課題 1 ▸ 紹介文の「今森さんが「美しい里山自然を」から「ですから飛んでゆきましたよ。」に至るまでをすべて書き写し、その中の「琵琶湖」を「びわ湖」に置き換えてください。

++++ 文書抜粋 ++++

長野ヒデ子さんから、すてきなレビューが届きました。

絵本作家さん, クレヨンハウス出版の絵本

長野ヒデ子さんが、今森光彦さんの『わたしの庭』を紹介してくれました。


 
 
「わたしの庭」(今森光彦/文・写真)を読んで

     紹介文/長野ヒデ子

「私、この写真のこの里山に行ったことあるのですよ」と威張ってみたいなあ、ほんと。
昨年の秋、大津の仰木の里山で開かれた[里山みらい塾]に、今森さんから招かれたのです。

今森さんが「美しい里山自然を、後世に伝えたい。そんな思いから[里山みらい塾]は立ち上がりました。
滋賀県湖西地方にひろがる田園は、『今森光彦の里山物語』の舞台になったところ。琵琶湖をのぞむ豊かな谷あいから輝くメッセージを放ちます。
大人も子どもものどかな風景にいだかれて、心ゆくまで秋の日を満喫しましょう」とおっしゃるのですから飛んでゆきましたよ。
その世界の神髄が、この絵本にあるのです。

++++ 使用データ ++++

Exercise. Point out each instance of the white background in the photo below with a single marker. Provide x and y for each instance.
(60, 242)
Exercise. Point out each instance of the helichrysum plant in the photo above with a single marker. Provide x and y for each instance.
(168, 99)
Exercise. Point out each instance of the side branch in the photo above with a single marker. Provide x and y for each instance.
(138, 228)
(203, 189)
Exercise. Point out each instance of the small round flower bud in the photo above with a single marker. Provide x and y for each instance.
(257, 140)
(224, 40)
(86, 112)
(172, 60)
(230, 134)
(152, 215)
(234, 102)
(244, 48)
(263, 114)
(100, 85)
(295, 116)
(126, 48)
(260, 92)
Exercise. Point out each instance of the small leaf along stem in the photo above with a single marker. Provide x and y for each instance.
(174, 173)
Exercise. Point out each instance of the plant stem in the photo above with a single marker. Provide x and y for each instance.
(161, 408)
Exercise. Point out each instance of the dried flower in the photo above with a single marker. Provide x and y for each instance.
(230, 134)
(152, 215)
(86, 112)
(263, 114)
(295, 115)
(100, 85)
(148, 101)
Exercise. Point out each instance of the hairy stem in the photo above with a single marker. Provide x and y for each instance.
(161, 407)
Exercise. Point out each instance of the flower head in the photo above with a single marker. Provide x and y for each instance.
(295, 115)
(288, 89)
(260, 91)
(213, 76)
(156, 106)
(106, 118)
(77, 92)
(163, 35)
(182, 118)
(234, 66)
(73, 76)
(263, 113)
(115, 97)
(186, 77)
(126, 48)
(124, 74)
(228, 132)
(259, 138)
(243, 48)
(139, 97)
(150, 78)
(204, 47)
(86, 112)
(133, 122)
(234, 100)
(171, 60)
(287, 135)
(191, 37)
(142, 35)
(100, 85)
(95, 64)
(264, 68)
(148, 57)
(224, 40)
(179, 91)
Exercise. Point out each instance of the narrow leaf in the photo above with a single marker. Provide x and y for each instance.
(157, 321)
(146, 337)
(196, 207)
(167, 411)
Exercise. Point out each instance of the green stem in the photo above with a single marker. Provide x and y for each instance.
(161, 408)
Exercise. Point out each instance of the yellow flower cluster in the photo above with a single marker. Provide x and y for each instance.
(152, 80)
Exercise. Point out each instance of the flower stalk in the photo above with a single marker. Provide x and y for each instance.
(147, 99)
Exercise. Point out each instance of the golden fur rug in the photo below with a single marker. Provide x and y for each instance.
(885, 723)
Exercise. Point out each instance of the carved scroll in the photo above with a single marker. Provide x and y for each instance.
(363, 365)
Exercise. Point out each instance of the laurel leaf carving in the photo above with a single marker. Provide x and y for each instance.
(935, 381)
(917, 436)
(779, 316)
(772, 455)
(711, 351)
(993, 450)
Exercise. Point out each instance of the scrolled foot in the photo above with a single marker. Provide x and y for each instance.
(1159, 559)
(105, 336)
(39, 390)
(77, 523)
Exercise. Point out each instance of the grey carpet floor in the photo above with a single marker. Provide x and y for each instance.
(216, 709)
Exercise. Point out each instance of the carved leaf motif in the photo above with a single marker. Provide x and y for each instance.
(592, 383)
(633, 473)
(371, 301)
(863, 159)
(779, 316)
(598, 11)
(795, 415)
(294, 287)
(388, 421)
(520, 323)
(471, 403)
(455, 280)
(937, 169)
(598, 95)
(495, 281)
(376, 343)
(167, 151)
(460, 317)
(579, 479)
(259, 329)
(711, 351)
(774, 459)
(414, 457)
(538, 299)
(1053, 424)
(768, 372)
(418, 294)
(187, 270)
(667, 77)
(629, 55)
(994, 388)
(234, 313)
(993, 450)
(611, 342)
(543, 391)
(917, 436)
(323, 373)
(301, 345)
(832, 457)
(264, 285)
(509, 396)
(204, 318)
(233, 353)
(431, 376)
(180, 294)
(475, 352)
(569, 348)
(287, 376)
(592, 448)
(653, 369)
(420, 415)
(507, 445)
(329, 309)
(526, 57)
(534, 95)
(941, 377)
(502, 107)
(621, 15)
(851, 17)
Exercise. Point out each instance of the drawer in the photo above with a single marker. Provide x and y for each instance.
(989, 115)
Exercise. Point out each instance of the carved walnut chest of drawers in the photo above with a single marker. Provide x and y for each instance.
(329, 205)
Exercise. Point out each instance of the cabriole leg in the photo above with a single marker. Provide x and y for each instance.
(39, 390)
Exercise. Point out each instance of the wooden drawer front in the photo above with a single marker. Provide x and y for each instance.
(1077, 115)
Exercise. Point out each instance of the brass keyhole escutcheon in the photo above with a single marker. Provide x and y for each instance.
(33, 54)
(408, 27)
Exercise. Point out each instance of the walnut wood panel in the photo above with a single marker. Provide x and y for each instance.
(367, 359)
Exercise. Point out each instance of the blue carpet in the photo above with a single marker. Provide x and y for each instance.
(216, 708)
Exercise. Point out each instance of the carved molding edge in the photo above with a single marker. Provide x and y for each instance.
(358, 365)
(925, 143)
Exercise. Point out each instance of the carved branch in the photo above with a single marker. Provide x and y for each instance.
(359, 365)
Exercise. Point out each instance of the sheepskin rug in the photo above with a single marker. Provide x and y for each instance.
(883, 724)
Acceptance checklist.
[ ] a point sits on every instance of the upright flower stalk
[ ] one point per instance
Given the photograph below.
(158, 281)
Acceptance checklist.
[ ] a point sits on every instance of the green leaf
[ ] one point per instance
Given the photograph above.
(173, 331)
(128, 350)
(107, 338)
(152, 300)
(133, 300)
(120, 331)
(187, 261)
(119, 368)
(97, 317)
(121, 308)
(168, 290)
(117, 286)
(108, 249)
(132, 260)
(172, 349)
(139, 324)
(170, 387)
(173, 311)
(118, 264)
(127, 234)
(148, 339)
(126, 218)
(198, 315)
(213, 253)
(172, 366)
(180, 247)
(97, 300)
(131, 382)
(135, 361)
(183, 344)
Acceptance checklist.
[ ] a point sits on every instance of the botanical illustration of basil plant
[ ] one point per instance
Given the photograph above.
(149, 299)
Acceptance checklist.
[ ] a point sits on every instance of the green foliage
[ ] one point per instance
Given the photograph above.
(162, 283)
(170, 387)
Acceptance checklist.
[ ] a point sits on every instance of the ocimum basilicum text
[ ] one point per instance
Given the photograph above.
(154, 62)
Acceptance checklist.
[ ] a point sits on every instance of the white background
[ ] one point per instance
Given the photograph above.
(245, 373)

++++

課題 2 ▸ データのうち、文字列「carpet」を含む行をすべて抜き出してください。大文字と小文字は区別するものとします。

正解出力 1 ▸
今森さんが「美しい里山自然を、後世に伝えたい。そんな思いから[里山みらい塾]は立ち上がりました。
滋賀県湖西地方にひろがる田園は、『今森光彦の里山物語』の舞台になったところ。びわ湖をのぞむ豊かな谷あいから輝くメッセージを放ちます。
大人も子どもものどかな風景にいだかれて、心ゆくまで秋の日を満喫しましょう」とおっしゃるのですから飛んでゆきましたよ。

正解出力 2 ▸
Exercise. Point out each instance of the grey carpet floor in the photo above with a single marker. Provide x and y for each instance.
Exercise. Point out each instance of the blue carpet in the photo above with a single marker. Provide x and y for each instance.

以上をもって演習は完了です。